++++ RECORDS PROVIDED

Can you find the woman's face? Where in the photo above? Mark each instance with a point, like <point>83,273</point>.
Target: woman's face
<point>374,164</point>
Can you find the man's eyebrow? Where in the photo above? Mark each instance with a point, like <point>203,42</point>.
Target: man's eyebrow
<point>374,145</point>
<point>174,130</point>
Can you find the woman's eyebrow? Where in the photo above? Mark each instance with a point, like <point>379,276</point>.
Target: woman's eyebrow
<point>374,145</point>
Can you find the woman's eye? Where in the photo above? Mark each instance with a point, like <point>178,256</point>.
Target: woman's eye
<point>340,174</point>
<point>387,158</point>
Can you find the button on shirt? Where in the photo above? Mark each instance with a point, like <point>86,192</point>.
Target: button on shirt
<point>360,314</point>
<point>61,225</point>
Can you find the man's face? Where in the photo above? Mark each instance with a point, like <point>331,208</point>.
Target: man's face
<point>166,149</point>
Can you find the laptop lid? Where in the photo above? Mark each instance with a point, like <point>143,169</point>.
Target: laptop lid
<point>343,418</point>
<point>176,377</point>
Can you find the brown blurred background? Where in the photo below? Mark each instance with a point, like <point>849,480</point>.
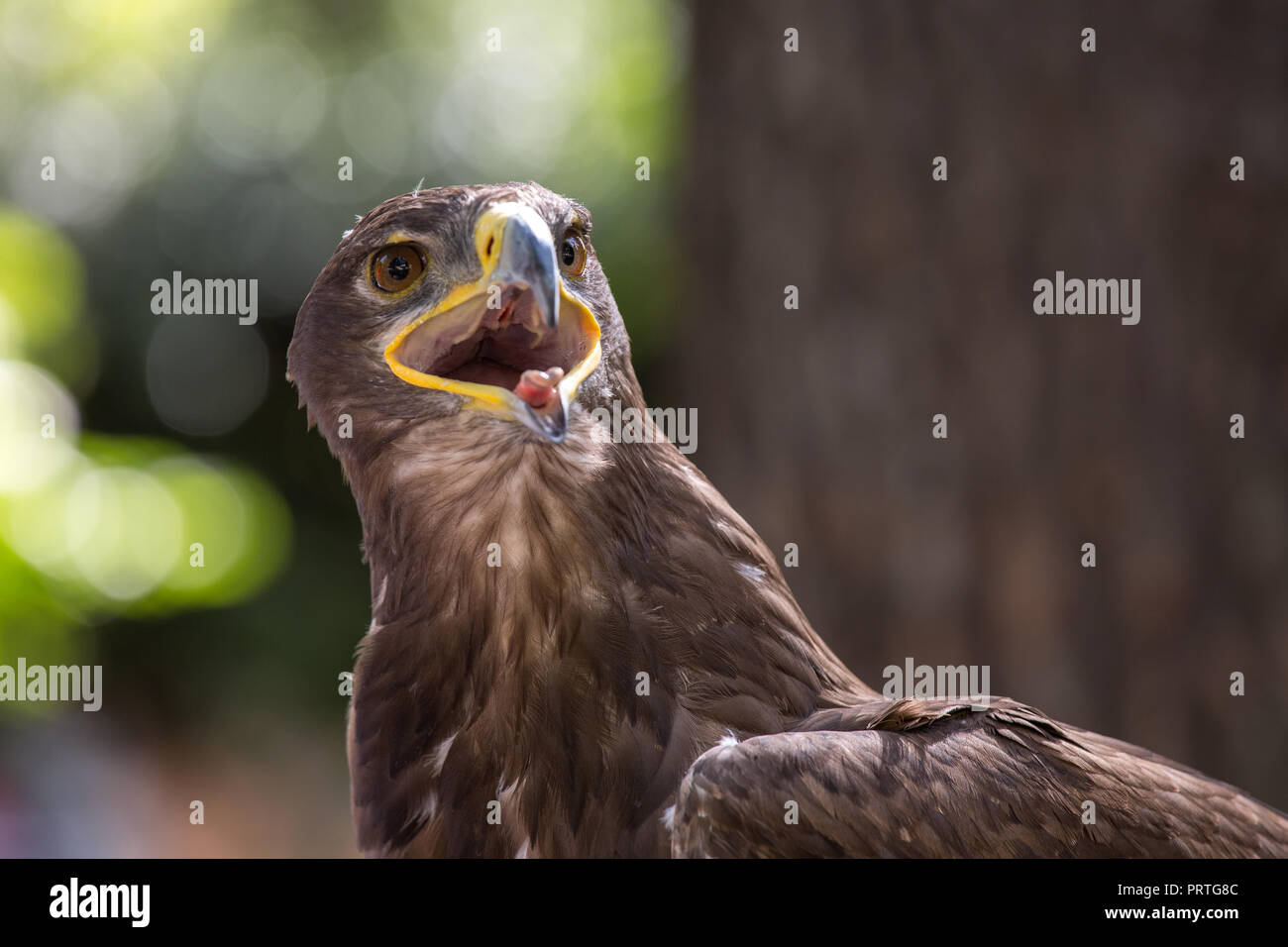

++++++++

Output the records above exactly, omitting the pictures.

TASK OUTPUT –
Can you find the woman's face? Where in the photo above? Mark each instance with a point, like <point>83,273</point>.
Target: woman's face
<point>374,164</point>
Can you find the man's eyebrow? Where in the photo above? Mark each instance with a point, like <point>203,42</point>.
Target: man's eyebrow
<point>374,145</point>
<point>174,130</point>
Can you find the woman's eyebrow? Where in the photo above? Mark each instance with a point, like <point>379,276</point>.
Target: woman's eyebrow
<point>374,145</point>
Can you find the woman's eye? Where in the photo above? Mark each instance with a point, like <point>178,256</point>.
Target: woman's eye
<point>340,174</point>
<point>387,158</point>
Can you find the button on shirt? Where in the photo above? Mark each instance with a point, like <point>86,192</point>.
Target: button on shirt
<point>360,314</point>
<point>61,225</point>
Can you find the man's face? Where in the photo above? Mark each instance with a point, like <point>331,208</point>.
Target: man's face
<point>166,149</point>
Can you find the laptop lid? Where in the photo above? Mark each instance with a point, like <point>143,169</point>.
Target: laptop lid
<point>343,418</point>
<point>176,377</point>
Can you find the brown blurred background? Where in the photo below? Mark each instance with a point, like <point>849,480</point>.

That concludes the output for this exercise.